The IHSA Board announced Wednesday that the 2020-2021 sports calendar will be significantly altered, with football, boys soccer and girls volleyball moving to the Spring 2021 season, in conjunction with Governor J.B. Pritzker's guidelines on COVID-19 safety protocol.

Boys and girls golf, girls tennis, boys and girls cross country and girls swimming and diving will play this fall. The season gets underway Aug. 10.

The winter sports schedule, which begins Nov. 16 and runs to Feb. 13, includes boys and girls basketball, wrestling, boys swimming and diving, competitive cheerleading, competitive dance, boys and girls bowling and girls gymnastics. Contests can begin on Nov. 30.

In spring season, which begins Feb. 15, football, boys soccer, girls volleyball, girls badminton, boys gymnastics and boys and girls water polo. Contests begin Mar. 1

The summer sports season, which starts May 3 and goes to June 26, includes baseball, softball, boys and girls track and field, girls soccer, boys volleyball, boys and girls lacrosse and boys tennis. Contests begin May 17.

“I applaud our Board of Directors for choosing a model that allows every student-athlete the opportunity for a modified season,” IHSA Executive Director Craig Anderson said in a statement. “This plan, like nearly every aspect of our current lives, remains fluid. Changes may come, and if they do, we will be agile while putting safety and students first.”

▸ Exercise directions:
Answer these questions from the IHSA calendar announcement:
1. On what date does the fall season get underway?
2. On what date do contests begin in the summer sports season?
3. Who is quoted in a statement applauding the Board of Directors?

Saved entries:
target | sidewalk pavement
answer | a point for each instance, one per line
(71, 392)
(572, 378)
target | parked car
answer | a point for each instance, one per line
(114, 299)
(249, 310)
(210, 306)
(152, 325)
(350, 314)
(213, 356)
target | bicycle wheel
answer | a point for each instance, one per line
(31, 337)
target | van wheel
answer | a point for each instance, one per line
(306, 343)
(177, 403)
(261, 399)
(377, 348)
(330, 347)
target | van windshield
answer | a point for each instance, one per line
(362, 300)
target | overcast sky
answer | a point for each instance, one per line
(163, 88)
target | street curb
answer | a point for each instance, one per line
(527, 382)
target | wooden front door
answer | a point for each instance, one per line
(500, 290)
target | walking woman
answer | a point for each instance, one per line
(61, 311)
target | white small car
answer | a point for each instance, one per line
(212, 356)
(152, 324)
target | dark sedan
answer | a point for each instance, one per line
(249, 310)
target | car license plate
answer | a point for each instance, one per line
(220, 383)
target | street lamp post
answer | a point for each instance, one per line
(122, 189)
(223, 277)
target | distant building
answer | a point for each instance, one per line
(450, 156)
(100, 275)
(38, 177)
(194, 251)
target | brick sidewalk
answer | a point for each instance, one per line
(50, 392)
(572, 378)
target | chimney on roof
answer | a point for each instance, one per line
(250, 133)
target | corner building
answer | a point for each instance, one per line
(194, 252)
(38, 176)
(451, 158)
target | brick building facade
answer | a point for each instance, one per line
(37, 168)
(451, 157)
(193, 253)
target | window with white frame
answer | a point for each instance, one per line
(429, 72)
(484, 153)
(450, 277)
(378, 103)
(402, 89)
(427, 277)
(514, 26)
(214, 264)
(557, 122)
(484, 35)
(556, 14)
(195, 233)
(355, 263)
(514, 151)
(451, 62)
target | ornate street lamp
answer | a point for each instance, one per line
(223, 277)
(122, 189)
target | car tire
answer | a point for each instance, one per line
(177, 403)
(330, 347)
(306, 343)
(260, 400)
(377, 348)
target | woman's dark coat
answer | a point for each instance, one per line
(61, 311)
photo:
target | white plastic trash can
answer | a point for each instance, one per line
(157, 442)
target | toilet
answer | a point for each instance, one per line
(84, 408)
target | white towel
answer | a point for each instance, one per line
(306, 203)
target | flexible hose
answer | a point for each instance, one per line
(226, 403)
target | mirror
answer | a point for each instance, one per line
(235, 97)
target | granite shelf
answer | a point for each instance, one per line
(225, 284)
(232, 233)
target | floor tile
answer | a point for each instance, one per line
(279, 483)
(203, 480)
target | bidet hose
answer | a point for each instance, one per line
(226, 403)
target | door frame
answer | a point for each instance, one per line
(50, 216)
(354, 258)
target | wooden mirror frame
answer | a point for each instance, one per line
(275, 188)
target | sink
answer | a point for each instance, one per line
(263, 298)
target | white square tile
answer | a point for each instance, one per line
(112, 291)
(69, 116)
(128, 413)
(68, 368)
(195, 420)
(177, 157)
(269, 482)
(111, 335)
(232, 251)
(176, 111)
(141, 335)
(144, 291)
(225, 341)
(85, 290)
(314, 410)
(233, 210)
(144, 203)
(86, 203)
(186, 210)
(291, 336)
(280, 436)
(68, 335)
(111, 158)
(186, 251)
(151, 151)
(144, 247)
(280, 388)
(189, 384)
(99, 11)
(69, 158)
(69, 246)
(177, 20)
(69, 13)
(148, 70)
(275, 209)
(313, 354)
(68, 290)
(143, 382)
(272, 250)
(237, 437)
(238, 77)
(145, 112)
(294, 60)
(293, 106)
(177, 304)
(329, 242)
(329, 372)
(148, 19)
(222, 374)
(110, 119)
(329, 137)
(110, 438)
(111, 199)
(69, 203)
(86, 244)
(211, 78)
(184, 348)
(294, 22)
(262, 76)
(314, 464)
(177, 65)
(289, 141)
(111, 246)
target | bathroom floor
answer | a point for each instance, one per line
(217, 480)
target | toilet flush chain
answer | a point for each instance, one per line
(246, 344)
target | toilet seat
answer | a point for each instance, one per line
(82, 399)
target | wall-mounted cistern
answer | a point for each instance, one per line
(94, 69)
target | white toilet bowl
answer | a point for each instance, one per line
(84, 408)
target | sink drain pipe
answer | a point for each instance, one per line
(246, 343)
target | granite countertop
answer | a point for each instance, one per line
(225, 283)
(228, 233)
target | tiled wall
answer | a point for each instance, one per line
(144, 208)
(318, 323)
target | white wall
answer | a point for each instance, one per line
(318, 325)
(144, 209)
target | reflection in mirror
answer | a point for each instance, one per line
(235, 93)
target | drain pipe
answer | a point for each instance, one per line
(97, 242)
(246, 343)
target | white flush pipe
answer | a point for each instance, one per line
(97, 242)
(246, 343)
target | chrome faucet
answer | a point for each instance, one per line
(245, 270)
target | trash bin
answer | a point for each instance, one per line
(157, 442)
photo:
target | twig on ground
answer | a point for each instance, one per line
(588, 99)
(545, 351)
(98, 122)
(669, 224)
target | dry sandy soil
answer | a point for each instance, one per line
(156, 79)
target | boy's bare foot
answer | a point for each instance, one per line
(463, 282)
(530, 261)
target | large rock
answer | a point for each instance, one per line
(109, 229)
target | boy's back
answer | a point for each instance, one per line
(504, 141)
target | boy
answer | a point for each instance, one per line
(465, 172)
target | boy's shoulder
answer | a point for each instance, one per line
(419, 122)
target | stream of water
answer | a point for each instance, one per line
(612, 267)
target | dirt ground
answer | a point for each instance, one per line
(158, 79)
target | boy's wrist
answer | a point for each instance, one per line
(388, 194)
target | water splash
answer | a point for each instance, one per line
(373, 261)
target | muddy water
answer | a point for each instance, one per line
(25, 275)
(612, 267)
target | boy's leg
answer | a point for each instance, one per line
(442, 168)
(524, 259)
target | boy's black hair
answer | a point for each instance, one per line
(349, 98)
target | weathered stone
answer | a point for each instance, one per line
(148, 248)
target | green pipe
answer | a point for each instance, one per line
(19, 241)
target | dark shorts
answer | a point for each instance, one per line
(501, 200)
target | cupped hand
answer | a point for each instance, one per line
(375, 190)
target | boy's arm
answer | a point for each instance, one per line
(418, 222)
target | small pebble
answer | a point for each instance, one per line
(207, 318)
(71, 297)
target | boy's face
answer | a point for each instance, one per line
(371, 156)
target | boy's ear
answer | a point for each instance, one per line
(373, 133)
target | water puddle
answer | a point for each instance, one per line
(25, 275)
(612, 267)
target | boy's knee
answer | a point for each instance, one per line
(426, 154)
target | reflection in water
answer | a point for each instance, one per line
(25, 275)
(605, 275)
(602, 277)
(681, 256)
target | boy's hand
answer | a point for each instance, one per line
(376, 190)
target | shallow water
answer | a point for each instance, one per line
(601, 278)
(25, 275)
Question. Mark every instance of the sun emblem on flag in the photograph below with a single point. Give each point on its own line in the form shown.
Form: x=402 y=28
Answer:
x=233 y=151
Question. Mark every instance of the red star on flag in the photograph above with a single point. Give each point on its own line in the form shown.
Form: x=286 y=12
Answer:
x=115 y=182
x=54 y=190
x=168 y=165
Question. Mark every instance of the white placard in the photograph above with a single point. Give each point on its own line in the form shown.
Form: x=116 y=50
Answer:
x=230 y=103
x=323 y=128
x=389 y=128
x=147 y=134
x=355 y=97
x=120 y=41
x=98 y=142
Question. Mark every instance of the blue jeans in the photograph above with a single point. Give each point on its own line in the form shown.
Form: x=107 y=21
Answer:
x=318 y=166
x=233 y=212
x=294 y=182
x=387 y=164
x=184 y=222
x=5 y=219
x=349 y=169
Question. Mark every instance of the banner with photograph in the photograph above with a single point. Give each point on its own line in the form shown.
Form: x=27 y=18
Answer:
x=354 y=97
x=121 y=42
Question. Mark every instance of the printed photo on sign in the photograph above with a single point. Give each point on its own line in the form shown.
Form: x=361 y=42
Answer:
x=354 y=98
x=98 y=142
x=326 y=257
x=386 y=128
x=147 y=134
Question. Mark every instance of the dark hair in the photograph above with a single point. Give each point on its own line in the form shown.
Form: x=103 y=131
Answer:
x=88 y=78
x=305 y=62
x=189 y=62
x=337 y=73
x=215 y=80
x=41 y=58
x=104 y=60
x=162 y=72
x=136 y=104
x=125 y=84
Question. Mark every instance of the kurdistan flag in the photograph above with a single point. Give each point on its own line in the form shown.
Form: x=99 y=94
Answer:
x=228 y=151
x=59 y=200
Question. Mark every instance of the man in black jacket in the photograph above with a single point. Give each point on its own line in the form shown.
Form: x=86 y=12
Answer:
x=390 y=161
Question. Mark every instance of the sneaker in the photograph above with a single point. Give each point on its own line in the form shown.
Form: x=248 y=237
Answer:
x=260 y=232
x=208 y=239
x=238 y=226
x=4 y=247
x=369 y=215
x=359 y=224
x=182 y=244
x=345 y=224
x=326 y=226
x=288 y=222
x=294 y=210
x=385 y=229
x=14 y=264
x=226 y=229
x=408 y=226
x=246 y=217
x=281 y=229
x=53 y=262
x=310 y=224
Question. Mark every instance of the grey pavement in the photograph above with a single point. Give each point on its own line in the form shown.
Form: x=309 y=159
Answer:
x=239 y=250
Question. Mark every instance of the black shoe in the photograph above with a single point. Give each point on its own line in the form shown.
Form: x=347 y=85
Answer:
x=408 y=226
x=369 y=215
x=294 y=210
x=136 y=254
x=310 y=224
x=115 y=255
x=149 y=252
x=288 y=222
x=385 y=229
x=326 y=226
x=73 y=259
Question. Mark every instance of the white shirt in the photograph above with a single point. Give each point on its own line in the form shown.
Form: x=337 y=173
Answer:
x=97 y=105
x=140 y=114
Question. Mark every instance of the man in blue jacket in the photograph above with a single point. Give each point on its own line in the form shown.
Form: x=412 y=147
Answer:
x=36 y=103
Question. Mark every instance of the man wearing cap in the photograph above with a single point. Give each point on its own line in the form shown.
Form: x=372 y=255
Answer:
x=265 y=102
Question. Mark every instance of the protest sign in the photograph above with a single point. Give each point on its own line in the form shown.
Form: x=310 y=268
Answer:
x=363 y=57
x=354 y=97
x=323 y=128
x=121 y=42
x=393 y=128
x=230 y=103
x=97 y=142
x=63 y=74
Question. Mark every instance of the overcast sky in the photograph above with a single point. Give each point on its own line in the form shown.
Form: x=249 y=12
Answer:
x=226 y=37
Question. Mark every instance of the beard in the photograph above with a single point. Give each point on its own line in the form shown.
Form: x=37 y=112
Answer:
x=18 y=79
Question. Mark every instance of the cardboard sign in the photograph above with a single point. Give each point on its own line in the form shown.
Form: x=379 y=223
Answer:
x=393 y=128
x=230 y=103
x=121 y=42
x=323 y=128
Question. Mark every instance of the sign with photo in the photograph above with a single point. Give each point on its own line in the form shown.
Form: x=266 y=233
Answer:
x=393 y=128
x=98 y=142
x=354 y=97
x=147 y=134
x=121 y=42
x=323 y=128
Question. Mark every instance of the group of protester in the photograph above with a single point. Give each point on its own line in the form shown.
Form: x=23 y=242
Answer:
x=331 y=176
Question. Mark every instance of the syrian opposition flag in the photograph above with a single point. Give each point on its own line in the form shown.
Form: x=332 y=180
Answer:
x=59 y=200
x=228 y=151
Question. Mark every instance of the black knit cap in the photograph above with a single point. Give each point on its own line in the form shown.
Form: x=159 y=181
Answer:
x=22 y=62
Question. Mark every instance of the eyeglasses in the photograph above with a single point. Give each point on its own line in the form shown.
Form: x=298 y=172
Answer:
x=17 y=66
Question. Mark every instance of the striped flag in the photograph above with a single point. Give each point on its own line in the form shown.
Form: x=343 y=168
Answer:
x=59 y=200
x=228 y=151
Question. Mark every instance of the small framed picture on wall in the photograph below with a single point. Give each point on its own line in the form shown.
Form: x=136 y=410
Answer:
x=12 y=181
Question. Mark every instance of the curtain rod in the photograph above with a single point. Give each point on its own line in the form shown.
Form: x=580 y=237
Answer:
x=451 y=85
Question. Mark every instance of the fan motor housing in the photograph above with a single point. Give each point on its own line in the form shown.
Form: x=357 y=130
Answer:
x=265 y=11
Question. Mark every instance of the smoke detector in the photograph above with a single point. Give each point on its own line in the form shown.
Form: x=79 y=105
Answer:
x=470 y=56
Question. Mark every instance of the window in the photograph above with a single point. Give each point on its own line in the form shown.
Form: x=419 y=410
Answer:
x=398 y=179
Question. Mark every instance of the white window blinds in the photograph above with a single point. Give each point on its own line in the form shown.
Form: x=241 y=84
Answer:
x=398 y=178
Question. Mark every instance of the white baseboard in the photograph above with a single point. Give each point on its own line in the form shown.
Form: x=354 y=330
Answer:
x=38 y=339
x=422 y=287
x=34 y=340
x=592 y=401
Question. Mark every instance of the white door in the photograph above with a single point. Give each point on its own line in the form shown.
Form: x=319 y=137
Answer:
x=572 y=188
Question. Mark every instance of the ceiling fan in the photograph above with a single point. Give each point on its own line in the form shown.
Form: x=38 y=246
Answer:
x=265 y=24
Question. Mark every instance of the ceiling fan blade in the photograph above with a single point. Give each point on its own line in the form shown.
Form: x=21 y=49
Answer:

▸ Response area:
1. Aug. 10
2. May 17
3. IHSA Executive Director Craig Anderson